- Directions: Count up the lines holding "order" in the material, then reply with only the number.
============
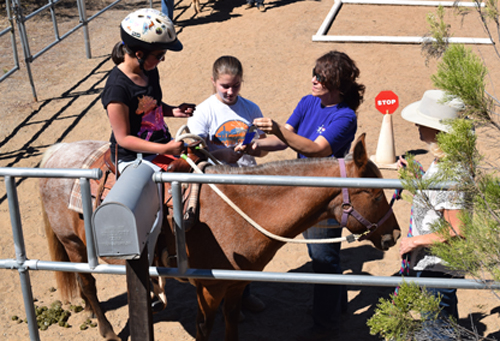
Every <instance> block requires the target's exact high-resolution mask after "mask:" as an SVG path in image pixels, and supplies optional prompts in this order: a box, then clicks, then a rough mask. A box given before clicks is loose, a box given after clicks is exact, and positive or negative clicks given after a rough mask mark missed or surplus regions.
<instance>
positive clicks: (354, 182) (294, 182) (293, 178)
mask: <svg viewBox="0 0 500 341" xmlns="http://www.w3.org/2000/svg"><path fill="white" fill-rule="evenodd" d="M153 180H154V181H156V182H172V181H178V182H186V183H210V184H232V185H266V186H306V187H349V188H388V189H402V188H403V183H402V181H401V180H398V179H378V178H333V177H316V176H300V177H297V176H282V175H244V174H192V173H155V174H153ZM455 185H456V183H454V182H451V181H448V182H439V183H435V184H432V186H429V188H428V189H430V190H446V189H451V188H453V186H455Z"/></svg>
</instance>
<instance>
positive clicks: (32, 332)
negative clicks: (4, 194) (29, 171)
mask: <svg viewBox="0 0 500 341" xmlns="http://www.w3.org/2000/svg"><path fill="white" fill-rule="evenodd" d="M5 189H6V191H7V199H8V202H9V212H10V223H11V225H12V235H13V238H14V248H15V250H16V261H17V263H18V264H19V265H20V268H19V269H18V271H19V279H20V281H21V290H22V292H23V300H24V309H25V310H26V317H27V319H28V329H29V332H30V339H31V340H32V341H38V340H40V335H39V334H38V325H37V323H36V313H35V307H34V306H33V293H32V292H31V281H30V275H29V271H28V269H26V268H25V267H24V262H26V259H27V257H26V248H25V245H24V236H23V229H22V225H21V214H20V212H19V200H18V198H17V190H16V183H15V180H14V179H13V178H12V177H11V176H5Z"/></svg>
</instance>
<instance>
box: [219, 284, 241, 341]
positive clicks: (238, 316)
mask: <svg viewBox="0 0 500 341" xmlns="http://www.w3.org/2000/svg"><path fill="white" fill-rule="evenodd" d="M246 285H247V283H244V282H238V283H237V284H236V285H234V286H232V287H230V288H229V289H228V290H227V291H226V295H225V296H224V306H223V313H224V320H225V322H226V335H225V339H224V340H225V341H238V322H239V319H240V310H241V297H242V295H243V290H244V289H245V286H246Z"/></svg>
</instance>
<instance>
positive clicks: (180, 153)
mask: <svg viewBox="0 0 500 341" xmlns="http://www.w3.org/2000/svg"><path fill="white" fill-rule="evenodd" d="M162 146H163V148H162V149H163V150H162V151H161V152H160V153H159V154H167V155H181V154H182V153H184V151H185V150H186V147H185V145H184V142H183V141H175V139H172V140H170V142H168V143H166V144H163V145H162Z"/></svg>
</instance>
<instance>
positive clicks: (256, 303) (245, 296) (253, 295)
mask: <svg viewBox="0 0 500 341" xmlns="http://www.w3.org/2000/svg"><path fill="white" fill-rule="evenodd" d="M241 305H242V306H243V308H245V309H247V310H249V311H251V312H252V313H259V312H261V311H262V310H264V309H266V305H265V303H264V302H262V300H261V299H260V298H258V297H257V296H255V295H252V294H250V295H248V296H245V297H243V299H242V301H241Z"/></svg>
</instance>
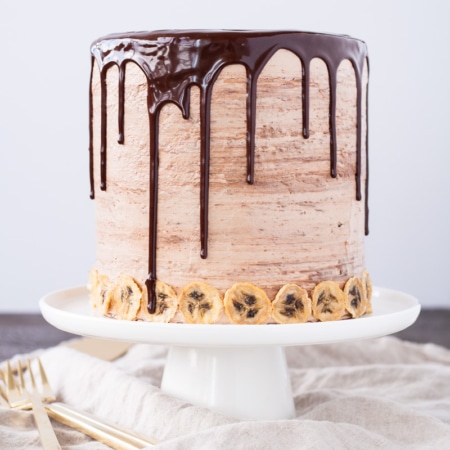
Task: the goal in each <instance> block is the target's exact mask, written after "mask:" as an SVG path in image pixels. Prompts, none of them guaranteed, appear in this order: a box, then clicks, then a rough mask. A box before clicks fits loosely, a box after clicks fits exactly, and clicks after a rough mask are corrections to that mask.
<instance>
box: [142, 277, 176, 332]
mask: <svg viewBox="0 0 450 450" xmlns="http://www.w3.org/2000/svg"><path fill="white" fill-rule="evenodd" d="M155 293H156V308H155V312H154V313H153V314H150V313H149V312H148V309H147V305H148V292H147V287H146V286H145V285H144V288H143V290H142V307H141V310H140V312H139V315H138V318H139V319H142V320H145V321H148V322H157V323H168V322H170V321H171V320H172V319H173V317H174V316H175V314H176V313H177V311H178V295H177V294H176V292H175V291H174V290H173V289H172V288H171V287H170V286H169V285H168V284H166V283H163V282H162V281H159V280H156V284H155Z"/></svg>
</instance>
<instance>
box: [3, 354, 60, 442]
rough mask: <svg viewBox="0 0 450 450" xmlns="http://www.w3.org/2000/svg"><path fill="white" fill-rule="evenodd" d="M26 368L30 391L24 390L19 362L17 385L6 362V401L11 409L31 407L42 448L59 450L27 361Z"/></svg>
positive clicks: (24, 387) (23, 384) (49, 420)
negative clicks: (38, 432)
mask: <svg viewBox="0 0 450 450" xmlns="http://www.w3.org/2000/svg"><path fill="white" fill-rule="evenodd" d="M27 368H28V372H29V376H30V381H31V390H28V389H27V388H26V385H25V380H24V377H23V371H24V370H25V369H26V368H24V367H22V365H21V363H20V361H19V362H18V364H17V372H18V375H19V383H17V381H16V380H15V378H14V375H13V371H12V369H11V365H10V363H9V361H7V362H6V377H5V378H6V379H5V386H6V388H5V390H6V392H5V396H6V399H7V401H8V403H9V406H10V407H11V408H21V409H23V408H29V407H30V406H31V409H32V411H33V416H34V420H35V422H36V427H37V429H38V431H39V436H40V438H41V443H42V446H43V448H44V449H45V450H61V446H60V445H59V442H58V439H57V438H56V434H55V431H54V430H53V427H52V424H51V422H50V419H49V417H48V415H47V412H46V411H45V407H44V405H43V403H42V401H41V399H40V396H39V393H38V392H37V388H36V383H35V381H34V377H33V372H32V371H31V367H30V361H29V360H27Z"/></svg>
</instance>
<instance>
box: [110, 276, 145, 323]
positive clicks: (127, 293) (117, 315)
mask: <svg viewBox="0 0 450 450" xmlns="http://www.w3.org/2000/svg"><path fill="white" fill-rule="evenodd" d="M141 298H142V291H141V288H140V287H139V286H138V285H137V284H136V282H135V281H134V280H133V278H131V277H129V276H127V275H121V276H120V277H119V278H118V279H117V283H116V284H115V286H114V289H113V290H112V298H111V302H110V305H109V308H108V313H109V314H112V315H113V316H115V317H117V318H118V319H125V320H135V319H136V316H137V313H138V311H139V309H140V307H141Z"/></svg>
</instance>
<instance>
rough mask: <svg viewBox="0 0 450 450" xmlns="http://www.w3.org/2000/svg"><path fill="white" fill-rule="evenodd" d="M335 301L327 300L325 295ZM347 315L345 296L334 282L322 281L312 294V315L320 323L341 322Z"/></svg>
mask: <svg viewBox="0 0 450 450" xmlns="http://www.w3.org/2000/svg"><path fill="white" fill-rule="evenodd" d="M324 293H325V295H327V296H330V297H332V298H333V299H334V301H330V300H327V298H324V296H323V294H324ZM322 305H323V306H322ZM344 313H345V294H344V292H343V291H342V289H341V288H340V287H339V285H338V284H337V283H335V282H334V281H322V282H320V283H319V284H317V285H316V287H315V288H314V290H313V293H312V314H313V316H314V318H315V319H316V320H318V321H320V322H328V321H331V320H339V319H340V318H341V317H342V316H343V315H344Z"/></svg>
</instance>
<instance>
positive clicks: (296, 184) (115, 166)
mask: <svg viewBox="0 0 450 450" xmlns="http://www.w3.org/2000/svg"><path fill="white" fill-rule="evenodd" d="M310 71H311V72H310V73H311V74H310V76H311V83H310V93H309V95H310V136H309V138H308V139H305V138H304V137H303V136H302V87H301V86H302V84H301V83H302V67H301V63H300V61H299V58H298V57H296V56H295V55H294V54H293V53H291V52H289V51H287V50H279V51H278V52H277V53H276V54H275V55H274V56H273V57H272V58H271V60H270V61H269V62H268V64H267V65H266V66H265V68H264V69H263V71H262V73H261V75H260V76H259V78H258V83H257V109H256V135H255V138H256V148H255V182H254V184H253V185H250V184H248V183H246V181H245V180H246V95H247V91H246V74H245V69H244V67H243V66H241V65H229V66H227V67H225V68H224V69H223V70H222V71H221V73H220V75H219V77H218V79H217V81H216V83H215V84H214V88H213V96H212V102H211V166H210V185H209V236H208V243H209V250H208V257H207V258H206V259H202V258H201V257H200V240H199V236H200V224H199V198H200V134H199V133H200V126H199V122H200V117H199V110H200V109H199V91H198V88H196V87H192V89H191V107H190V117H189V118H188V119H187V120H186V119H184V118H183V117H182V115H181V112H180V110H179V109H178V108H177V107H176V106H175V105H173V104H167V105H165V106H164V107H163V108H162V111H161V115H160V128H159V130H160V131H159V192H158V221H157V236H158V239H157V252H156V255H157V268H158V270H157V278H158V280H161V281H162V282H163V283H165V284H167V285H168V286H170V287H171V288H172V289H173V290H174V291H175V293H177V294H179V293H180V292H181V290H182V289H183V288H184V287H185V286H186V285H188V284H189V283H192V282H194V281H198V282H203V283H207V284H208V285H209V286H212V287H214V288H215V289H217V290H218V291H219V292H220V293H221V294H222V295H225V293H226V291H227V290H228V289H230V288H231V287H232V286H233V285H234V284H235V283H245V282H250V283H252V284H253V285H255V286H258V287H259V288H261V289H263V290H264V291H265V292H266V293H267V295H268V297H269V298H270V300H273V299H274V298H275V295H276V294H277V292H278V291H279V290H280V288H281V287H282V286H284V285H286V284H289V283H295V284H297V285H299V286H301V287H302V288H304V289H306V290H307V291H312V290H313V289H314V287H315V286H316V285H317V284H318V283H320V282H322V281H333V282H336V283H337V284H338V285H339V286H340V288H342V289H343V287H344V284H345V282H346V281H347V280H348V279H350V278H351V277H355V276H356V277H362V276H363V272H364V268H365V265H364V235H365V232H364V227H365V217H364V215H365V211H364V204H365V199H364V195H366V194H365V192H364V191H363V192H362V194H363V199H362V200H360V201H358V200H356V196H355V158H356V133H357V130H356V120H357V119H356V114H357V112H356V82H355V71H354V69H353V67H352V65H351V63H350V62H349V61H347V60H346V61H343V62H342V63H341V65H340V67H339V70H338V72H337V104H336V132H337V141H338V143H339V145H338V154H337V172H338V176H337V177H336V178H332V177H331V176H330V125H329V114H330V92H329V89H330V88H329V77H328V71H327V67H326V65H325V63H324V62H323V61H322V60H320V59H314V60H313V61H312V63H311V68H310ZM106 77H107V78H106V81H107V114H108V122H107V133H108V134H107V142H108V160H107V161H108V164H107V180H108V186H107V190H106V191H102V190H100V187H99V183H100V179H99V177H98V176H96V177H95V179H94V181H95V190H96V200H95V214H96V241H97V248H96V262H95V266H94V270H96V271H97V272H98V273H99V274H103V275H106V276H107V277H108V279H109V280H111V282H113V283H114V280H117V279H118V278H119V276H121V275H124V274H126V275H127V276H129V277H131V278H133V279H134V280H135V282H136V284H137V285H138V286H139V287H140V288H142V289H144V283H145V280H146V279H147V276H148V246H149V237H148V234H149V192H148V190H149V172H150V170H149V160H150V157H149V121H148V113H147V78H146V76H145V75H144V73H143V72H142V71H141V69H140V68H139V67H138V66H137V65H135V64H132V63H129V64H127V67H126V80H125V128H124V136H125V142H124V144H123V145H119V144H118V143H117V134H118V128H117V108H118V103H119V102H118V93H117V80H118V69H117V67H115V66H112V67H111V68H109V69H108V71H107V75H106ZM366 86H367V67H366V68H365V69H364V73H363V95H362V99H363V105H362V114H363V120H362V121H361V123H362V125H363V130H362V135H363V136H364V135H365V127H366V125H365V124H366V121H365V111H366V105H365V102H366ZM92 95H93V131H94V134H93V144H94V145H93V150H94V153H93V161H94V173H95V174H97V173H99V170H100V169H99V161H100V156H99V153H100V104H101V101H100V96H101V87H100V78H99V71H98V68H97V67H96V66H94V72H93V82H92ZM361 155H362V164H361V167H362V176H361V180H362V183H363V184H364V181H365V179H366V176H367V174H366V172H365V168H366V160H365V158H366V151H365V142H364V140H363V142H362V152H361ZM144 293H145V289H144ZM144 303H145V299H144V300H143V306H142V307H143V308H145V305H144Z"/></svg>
============
- Final answer: 2